- [Image point annotation entries]:
- - - -

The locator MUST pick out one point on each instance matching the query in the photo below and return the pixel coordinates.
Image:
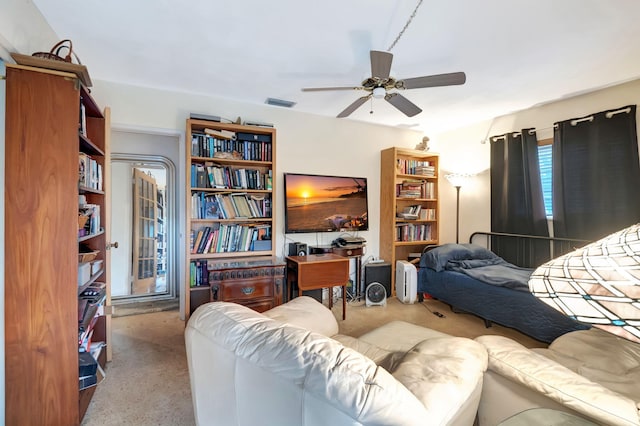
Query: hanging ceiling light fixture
(597, 284)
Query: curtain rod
(573, 122)
(609, 114)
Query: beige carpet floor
(147, 383)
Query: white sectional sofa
(289, 366)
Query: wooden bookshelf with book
(57, 281)
(409, 206)
(230, 198)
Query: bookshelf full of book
(409, 206)
(230, 198)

- - - -

- [WHAT YOU WILL DO]:
Copy the records above word for word, omitting the pictures.

- [SOLUTION TO THE PROBLEM]:
The locator MUST pick out one point on each instance matching the query in the photo below and return the pixel coordinates.
Image:
Query: hanging ceiling light fixture
(597, 284)
Query: curtain rod
(573, 122)
(609, 114)
Query: beige carpet floor
(147, 383)
Query: white sectional sofa
(289, 366)
Query: wooden bookshelf with book
(57, 281)
(409, 206)
(230, 198)
Query: bookshelf full of book
(409, 206)
(230, 198)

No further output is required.